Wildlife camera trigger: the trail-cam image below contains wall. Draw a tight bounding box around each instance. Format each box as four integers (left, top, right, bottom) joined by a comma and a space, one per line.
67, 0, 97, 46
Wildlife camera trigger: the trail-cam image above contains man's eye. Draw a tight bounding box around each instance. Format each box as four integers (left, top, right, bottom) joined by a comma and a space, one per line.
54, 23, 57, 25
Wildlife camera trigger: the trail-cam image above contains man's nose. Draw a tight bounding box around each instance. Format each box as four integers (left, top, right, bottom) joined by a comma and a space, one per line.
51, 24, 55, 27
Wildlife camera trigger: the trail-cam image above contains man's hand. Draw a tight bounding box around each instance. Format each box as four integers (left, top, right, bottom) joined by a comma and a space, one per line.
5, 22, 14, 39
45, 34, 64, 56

==============================

* **WHAT NEEDS TO BE DONE**
Give back the listing above exactly as written.

* **WRITTEN SOLUTION**
Wildlife camera trigger: the trail-cam image below contains wall. Draw a tight bounding box around each instance. Format each box as four integers (left, top, right, bottom) joined by a comma and a space, one per line.
67, 0, 97, 46
Wildlife camera trigger: the trail-cam image above contains man's eye. Draw a tight bounding box around each instance. Format each box as four integers (left, top, right, bottom) joined by a comma and a space, one per line.
54, 23, 57, 25
Wildlife camera trigger: the trail-cam image above contains man's nose. Draw a tight bounding box around each instance. Format each box as four integers (left, top, right, bottom) joined by a comma and a space, one per line.
51, 24, 55, 27
Wildlife camera trigger: the trail-cam image above contains man's hand. Draw a tight bounding box around each instance. Format each box as four integers (left, top, right, bottom) joined by a comma and a space, one per line.
5, 22, 14, 39
45, 34, 64, 56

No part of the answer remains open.